Task to carry out:
Pick out each line in the rows below that contains the word "white", and copy those lines. Match case exactly.

Data for this task:
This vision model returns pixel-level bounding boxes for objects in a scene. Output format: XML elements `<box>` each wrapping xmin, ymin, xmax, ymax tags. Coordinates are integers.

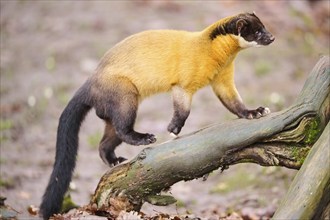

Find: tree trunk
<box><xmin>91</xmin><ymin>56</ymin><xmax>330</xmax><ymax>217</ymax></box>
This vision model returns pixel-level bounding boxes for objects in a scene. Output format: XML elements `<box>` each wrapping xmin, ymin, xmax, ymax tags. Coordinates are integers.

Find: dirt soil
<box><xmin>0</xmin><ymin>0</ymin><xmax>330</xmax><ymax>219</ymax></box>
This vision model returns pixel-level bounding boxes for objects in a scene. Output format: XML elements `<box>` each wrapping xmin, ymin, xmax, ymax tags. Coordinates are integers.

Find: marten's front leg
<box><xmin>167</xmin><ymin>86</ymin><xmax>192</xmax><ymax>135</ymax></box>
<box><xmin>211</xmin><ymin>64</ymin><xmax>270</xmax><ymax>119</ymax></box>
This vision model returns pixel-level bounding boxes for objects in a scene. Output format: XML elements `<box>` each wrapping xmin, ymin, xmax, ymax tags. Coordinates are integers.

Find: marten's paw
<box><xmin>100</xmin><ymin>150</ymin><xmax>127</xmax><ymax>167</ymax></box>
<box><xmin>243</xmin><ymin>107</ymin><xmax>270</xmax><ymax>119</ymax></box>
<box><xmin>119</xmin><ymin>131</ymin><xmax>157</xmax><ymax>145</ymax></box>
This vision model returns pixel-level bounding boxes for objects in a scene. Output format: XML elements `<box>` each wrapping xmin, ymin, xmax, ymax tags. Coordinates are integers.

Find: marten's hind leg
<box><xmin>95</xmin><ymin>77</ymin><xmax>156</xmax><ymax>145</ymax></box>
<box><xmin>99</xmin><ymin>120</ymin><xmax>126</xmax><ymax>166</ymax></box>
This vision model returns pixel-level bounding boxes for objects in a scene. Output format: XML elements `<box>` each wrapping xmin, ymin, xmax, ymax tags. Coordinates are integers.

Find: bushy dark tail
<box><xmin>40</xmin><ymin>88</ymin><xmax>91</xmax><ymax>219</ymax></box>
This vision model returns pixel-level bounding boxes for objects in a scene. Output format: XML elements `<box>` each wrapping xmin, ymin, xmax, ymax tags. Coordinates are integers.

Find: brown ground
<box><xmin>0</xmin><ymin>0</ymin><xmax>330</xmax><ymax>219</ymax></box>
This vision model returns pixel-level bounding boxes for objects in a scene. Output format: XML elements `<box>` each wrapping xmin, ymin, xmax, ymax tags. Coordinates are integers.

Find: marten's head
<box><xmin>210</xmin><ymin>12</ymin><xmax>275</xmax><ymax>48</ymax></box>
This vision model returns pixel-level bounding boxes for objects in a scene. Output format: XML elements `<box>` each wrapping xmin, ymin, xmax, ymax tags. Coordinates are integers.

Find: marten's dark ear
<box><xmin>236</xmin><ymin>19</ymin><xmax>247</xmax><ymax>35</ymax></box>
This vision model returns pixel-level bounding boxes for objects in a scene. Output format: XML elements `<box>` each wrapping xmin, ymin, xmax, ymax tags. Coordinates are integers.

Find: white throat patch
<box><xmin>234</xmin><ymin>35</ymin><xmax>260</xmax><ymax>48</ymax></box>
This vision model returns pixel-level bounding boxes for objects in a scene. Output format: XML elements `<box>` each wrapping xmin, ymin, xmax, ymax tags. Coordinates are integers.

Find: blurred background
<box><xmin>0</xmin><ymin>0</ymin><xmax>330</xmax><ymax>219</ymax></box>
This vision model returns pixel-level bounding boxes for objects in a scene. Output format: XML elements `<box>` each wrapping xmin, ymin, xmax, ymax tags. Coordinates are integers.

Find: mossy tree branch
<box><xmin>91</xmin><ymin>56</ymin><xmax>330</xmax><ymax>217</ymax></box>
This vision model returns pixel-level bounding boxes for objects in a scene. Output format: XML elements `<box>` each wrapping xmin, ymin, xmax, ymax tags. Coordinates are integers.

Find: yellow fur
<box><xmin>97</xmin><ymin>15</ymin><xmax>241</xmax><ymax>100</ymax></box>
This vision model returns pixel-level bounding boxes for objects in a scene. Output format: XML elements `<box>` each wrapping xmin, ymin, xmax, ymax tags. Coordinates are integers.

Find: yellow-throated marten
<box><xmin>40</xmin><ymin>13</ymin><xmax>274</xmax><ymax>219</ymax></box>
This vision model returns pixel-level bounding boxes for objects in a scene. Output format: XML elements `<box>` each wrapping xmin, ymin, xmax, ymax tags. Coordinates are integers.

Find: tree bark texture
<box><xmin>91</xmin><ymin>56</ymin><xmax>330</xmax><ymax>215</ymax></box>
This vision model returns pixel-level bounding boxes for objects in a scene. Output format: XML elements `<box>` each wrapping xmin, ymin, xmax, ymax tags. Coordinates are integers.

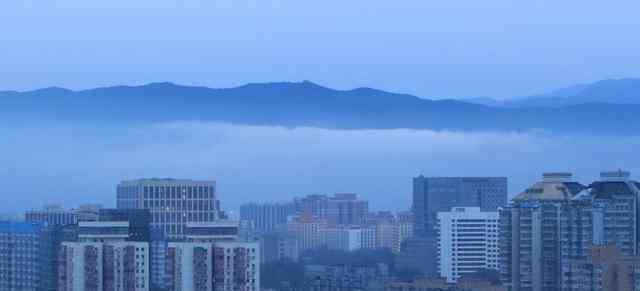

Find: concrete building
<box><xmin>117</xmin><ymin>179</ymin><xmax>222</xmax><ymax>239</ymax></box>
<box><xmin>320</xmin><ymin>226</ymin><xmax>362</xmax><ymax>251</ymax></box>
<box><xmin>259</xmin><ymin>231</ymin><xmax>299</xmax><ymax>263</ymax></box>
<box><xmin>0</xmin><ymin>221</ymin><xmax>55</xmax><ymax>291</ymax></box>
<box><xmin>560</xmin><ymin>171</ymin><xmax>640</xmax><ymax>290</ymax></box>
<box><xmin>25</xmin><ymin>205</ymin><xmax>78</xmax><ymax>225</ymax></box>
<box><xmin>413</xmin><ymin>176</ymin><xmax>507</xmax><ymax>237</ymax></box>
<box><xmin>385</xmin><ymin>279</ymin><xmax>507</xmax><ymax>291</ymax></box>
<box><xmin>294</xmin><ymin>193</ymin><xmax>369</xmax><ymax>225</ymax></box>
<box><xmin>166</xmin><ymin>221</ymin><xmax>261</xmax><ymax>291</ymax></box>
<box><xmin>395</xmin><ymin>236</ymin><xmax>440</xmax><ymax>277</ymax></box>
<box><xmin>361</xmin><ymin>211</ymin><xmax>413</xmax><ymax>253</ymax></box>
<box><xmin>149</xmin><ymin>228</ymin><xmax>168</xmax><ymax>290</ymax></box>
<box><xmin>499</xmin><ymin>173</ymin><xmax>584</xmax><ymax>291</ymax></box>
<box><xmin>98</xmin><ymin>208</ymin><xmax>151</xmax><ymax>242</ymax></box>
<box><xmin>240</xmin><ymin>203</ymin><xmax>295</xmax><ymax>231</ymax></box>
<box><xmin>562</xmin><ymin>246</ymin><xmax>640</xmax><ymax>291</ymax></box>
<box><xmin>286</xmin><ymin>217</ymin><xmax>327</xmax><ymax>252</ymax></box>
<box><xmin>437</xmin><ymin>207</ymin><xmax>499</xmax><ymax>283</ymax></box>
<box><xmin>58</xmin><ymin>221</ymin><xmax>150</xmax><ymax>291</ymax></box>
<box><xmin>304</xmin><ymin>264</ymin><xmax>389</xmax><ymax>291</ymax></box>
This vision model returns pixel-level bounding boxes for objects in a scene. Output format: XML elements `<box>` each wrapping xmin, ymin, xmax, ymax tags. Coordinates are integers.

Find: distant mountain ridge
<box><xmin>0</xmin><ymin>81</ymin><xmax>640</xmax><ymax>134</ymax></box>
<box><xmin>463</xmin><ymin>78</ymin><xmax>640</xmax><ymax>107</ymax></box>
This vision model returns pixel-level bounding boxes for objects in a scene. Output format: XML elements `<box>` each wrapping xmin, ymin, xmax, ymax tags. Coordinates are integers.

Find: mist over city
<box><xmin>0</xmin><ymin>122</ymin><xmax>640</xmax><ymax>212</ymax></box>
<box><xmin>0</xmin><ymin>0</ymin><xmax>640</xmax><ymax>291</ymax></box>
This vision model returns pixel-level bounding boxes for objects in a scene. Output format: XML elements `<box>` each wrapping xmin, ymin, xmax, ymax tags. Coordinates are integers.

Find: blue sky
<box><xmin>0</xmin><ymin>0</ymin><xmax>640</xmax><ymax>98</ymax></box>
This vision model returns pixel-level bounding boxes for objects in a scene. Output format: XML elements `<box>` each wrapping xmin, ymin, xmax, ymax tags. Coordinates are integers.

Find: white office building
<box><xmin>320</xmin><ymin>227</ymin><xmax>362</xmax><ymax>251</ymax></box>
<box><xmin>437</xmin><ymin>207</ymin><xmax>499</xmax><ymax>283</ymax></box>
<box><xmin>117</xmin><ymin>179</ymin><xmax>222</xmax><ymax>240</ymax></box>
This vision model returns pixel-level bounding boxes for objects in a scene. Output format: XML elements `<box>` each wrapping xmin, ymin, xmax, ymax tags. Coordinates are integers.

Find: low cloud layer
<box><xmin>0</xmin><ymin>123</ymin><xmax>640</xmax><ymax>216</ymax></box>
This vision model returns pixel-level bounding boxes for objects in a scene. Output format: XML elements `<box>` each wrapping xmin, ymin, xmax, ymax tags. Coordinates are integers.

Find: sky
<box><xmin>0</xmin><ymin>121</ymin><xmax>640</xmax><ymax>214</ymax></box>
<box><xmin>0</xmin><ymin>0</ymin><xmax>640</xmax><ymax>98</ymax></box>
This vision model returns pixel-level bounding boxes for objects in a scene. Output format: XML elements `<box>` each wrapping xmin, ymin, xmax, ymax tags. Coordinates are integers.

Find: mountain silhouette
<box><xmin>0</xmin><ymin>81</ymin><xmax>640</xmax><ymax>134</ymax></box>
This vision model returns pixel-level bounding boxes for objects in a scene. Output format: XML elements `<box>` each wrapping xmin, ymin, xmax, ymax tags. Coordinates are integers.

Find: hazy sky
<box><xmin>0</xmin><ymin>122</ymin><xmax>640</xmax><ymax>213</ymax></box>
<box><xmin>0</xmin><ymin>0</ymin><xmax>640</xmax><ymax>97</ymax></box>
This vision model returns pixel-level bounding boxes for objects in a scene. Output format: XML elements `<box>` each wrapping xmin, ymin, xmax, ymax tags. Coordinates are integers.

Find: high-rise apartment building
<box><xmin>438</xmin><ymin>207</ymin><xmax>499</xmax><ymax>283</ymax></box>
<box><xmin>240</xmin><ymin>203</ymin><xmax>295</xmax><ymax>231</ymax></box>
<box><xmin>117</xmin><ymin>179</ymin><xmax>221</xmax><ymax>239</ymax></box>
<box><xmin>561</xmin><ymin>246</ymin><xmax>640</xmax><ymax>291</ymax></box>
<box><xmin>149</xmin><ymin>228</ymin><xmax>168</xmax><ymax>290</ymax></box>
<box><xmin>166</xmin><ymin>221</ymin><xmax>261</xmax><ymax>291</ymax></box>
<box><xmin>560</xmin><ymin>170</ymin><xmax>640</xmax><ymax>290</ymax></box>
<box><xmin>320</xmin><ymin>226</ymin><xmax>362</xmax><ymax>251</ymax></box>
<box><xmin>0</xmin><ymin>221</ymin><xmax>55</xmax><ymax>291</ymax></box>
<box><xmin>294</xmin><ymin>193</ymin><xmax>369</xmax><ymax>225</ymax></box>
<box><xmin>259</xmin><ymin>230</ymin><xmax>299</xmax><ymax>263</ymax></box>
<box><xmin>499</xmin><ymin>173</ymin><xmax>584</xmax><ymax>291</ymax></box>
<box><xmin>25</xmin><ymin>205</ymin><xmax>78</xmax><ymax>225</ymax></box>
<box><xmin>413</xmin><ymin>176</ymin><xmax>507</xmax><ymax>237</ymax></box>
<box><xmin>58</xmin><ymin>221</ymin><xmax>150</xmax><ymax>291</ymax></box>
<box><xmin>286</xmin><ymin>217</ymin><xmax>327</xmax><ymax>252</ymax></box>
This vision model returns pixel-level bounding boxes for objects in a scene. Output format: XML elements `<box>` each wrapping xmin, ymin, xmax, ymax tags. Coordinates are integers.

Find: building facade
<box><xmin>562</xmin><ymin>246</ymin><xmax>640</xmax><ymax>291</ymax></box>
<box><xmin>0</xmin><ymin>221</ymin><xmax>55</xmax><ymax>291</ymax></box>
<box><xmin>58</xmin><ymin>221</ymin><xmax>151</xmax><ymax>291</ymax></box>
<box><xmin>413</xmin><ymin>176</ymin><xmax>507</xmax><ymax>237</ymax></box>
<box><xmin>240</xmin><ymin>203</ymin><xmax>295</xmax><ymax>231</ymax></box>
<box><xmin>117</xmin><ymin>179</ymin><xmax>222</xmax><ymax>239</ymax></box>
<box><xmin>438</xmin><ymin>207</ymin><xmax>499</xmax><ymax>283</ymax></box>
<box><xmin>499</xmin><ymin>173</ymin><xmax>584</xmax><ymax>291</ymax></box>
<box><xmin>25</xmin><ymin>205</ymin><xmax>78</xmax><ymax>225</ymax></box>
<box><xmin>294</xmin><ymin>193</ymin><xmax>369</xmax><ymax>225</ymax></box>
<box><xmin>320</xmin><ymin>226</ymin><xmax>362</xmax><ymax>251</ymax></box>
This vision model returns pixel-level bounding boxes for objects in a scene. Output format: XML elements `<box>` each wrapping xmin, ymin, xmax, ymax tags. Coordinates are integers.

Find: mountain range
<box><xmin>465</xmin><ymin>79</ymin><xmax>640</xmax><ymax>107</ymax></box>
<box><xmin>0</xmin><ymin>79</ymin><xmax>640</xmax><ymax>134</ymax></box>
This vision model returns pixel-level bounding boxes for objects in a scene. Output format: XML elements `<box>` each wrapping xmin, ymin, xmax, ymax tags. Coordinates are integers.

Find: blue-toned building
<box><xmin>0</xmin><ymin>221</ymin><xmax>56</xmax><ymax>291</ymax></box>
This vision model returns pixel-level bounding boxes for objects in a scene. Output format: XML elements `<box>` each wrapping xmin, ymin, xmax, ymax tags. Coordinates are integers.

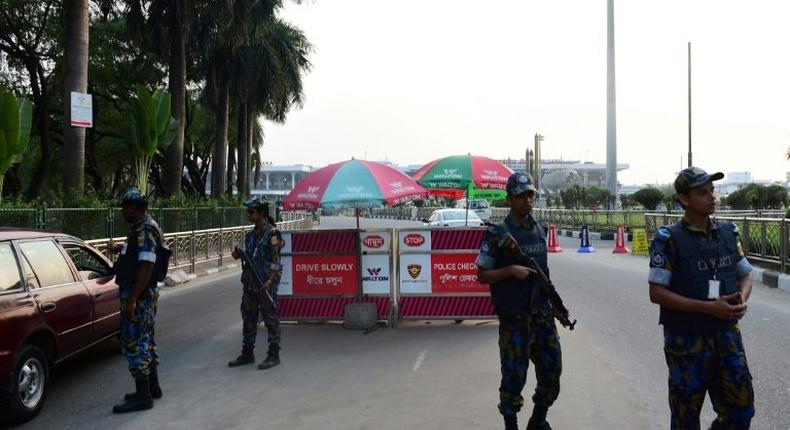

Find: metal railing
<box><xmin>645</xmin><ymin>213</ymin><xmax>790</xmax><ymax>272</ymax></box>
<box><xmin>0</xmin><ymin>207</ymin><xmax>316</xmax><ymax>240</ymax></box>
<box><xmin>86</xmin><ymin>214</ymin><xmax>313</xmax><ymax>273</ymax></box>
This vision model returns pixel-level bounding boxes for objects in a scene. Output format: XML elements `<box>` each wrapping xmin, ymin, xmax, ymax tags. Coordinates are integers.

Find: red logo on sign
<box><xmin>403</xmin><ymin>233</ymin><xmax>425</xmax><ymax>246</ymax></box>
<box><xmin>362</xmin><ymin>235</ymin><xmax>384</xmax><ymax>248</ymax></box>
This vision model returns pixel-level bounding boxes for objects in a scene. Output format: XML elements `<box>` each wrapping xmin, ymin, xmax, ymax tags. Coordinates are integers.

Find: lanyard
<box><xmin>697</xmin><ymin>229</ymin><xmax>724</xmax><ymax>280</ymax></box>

Solved exercise:
Find: white throat patch
Find: white office building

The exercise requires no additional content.